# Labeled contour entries
## Begin

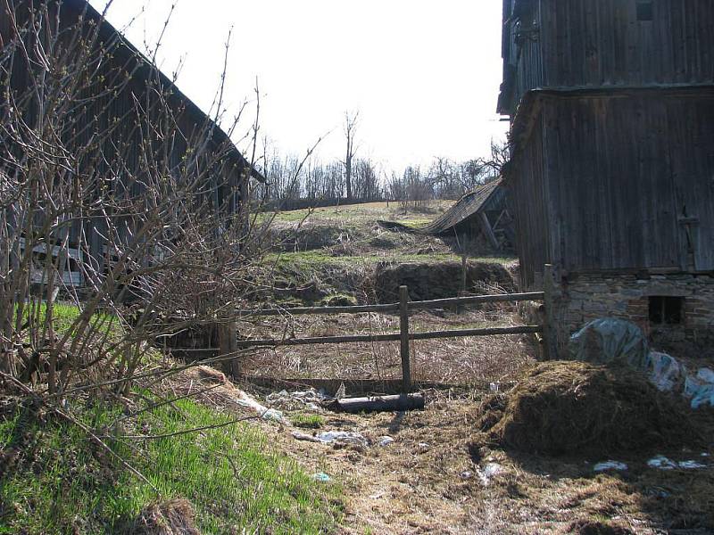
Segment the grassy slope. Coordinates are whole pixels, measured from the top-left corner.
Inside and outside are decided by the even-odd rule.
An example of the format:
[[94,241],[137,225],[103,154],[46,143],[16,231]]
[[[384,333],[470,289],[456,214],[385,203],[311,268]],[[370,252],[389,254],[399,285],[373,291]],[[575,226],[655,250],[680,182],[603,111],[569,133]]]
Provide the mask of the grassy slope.
[[[119,410],[100,404],[84,411],[83,418],[101,427]],[[175,408],[142,416],[134,432],[165,434],[229,419],[181,400]],[[247,424],[132,441],[130,448],[109,442],[152,482],[161,498],[187,498],[205,533],[322,532],[338,514],[325,498],[333,490],[318,488],[293,462],[272,453],[261,431]],[[7,466],[0,480],[0,532],[120,531],[158,499],[79,428],[54,419],[40,422],[27,410],[0,423],[0,449]]]
[[[57,323],[71,323],[77,309],[60,309]],[[101,429],[124,407],[77,402],[71,409],[85,425]],[[337,503],[331,501],[336,490],[274,453],[255,425],[138,441],[119,438],[220,425],[234,417],[182,399],[104,432],[157,495],[77,426],[30,408],[5,409],[0,414],[0,533],[120,532],[150,504],[173,498],[193,504],[205,533],[329,531],[339,515],[331,505]]]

## End

# Set task
Scale every row above by writing out all of its lines again, requests included, with each coordinate in the answers multiplied by 1.65 and rounded to a whole number, halves rounded up. Keep the numbers in the requests and their format samples unchanged, and leave the pictures out.

# Reply
Segment the grassy slope. Coordinates are whole pixels, measured from the top-left corner.
Inside and outside are decided by the even-odd rule.
An example of the format:
[[94,241],[137,225],[103,154],[46,143],[16,231]]
[[[384,333],[470,289],[456,214],[385,203],[311,268]],[[370,252],[389,254],[399,285],[373,291]],[[575,226],[655,250],[680,182],[603,111],[569,133]]]
Provide the mask of the grassy slope.
[[[196,677],[165,667],[139,678],[137,690],[167,705]],[[289,673],[234,686],[221,713],[272,716],[378,691],[299,660]],[[408,700],[218,728],[215,739],[180,729],[251,795],[266,822],[309,822],[338,879],[531,878],[558,848],[536,822],[549,809],[525,805],[483,762],[449,747],[431,711]],[[12,769],[0,792],[0,878],[198,876],[261,823],[130,706],[89,691],[66,696],[45,677],[0,698],[0,741]]]
[[[94,533],[117,533],[127,510],[99,510]],[[167,708],[205,672],[127,663],[117,675],[140,701]],[[556,830],[546,827],[554,809],[452,747],[421,701],[228,728],[196,723],[363,701],[386,688],[300,658],[172,713],[259,817],[127,703],[50,673],[8,675],[0,683],[0,879],[198,878],[248,832],[285,822],[318,832],[338,879],[543,876],[559,850],[546,833]]]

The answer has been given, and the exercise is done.